本文:

「くじけないで」
(柴田トヨ著、飛鳥新社、2010年03月25日発行、初版第1版、109ページ、952円+税)
デニマルさん:9月号
今回紹介の本を地元の本屋で手にしたのは今年の3月下旬、立ち読みした読後感が心地よく温かく心に残り、即刻買い求めて家でもう一度読み直したと記憶している。その後、この本のことを忘れていたが、この7月にNHKニュース「おはよう日本」で紹介された。この話題は、何と言っても98歳の著者の処女詩集出版とその素晴しい詩文にある。90歳を過ぎてからの創作活動、毎回産経新聞の「朝の詩」に投稿する常連になったとのことである。この本が出版される以前に自費出版された詩集が注目され、その詩をシャンソン歌手の久保東亜子さんが曲をつけたことで、ラジオ深夜便にも出演されたと著者紹介されている。この本のもう一つの話題は、失礼ながら年齢を全く感じさせない若々しい詩文にある。「百聞は一見に如かず」ではなく「百文は一読に如かず」である。現在の重苦しい社会にあって、高齢者だけでなく多くの人に夢と希望のある未来を予感させる素晴しい詩集である。

収集データ:
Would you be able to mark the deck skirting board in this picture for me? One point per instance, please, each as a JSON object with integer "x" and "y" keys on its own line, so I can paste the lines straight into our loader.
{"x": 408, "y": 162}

指示と条件: 本文で書名「くじけないで」の直後の括弧内に記された書誌情報を、すべて書き出せ。

この課題の解答:
- 柴田トヨ著
- 飛鳥新社
- 2010年03月25日発行
- 初版第1版
- 109ページ
- 952円+税